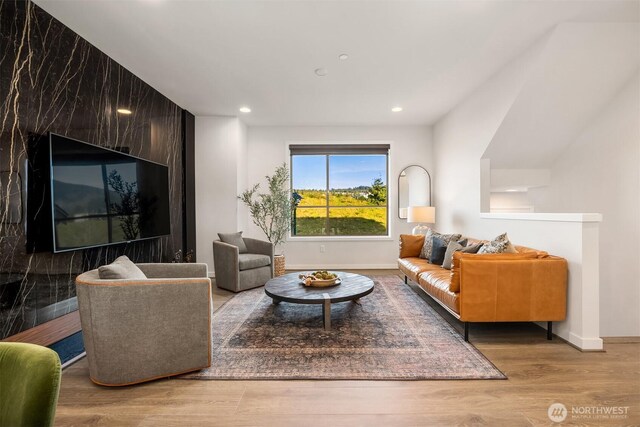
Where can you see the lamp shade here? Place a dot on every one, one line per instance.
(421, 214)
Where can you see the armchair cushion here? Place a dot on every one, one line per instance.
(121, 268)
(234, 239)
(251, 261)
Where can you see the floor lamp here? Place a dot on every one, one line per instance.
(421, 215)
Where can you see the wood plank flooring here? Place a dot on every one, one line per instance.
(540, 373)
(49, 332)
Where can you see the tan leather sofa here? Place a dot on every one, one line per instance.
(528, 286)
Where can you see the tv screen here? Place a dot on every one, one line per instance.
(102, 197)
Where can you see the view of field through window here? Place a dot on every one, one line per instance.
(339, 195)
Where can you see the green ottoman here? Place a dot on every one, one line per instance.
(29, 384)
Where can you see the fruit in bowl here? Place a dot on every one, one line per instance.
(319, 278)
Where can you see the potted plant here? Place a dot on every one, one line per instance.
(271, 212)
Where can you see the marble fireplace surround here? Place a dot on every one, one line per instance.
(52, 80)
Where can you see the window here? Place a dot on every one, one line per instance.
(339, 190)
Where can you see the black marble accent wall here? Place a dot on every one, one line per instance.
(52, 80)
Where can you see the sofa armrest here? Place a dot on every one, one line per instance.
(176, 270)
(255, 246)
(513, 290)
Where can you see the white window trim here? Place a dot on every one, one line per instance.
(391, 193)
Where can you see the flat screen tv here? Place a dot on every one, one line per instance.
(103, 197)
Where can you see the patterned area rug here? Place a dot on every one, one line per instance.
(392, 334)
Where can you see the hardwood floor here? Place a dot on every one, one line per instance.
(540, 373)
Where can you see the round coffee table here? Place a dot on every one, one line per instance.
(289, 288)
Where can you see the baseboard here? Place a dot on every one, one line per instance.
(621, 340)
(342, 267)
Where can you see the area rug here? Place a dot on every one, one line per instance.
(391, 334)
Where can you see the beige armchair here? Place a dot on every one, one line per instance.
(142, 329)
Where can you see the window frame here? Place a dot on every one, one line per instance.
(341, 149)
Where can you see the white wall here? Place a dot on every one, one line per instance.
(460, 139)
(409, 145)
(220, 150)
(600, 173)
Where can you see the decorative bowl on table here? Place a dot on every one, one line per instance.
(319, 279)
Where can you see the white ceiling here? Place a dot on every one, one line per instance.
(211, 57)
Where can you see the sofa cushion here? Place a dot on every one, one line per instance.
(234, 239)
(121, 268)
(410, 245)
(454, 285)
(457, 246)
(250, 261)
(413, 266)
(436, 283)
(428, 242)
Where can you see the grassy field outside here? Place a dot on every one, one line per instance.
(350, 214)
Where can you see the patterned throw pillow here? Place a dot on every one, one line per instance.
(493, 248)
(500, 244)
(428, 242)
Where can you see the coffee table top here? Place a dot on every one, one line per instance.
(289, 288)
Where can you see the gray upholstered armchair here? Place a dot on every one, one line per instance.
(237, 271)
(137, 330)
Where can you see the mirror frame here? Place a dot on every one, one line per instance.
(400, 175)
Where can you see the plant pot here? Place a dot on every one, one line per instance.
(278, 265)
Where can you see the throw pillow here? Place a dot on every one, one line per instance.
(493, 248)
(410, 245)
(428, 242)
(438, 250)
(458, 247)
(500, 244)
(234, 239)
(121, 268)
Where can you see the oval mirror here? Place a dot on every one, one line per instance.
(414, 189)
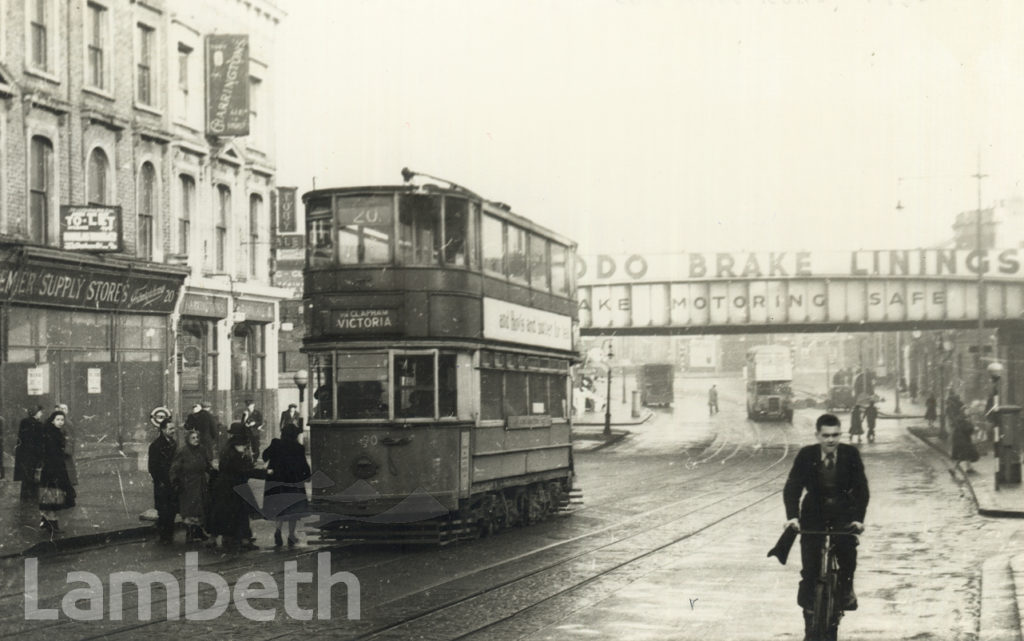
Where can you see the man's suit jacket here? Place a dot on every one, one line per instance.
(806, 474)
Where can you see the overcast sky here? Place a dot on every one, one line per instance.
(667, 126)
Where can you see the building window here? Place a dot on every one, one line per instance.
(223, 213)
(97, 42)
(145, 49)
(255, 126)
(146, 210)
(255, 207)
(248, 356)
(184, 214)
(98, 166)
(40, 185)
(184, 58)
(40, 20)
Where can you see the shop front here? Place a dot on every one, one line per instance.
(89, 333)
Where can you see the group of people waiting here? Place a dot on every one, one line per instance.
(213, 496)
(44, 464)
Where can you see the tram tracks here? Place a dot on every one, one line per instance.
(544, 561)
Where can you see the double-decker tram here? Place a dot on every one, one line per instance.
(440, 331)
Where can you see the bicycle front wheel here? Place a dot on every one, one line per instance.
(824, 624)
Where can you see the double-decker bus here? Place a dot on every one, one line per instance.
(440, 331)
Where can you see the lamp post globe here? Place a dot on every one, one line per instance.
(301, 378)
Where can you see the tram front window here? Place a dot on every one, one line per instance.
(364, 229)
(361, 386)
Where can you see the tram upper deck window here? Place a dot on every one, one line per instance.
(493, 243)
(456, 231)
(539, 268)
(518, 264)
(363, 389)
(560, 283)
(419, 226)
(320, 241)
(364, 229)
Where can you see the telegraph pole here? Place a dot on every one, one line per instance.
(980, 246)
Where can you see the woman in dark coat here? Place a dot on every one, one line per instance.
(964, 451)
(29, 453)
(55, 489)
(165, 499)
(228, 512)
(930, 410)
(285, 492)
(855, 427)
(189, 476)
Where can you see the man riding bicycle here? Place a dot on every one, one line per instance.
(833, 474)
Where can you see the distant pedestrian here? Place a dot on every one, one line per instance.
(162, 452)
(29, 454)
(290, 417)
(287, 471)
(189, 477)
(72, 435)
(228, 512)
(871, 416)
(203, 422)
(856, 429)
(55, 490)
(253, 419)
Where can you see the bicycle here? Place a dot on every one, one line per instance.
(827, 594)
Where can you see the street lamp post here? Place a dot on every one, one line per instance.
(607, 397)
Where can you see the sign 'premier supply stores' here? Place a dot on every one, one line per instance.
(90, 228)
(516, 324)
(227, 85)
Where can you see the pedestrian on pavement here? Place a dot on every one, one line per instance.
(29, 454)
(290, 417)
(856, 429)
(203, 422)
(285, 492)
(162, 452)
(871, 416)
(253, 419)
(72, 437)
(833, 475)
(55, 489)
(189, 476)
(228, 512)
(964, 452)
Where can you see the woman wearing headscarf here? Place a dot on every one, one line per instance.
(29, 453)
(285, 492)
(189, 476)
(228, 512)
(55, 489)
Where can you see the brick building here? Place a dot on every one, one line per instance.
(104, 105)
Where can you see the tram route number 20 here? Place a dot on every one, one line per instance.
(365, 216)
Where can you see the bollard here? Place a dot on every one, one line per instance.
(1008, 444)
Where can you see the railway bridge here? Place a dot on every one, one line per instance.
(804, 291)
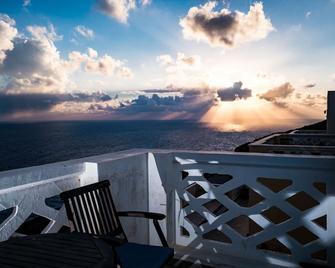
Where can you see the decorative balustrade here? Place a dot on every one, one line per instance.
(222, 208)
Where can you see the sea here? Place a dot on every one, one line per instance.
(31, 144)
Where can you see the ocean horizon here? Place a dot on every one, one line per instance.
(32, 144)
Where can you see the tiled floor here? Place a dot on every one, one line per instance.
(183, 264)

--

| Goal |
Reproduce exactly and only the lines from the line that contains "Where can you see the distant" to the end of the data above, both ends included. No pictures go in the copy.

| Answer to this exercise |
Where can you see the distant pedestrian here? Place a dot on every one, one line per instance.
(162, 452)
(29, 454)
(290, 417)
(287, 471)
(189, 477)
(72, 435)
(228, 512)
(871, 416)
(203, 422)
(856, 429)
(55, 490)
(253, 419)
Where can you see the bicycle here? Place a dot on every one, one line per instance.
(827, 594)
Where can you see the street lamp post here? Place a dot on every one, one line per instance.
(607, 397)
Where can you see the sign 'premier supply stores' here? Place a dot on every one, one line per instance.
(90, 228)
(516, 324)
(227, 85)
Where can you see the pedestrian on pavement here? Place a dot on every one, one line per instance.
(29, 454)
(290, 417)
(856, 429)
(203, 422)
(285, 492)
(162, 452)
(871, 416)
(253, 419)
(72, 437)
(833, 475)
(55, 489)
(189, 476)
(228, 512)
(964, 452)
Where can you see the woman wearing headscarf here? Place a dot on every one, one line per instance.
(29, 453)
(285, 492)
(189, 476)
(228, 512)
(55, 489)
Where can you see the brick building here? Place a dot on every one, one line per instance.
(104, 105)
Where can you see the tram route number 20 here? Place a dot on every one, one line per instance.
(365, 216)
Where can you see the bollard here? Place a dot on every one, one line per instance.
(1008, 444)
Where can you see the railway bridge here? Place a dot on every one, one line per instance.
(804, 291)
Where can you see the decorative balustrade here? Place a dot on every one, one line per instance.
(222, 208)
Where can you see the sea here? Place a dot on every one, one line per instance.
(31, 144)
Where can you see the ocean horizon here? Place a dot on every one, one line per instance.
(32, 144)
Where can you see the tiled floor here? Place a dot on every one, one line per instance.
(183, 264)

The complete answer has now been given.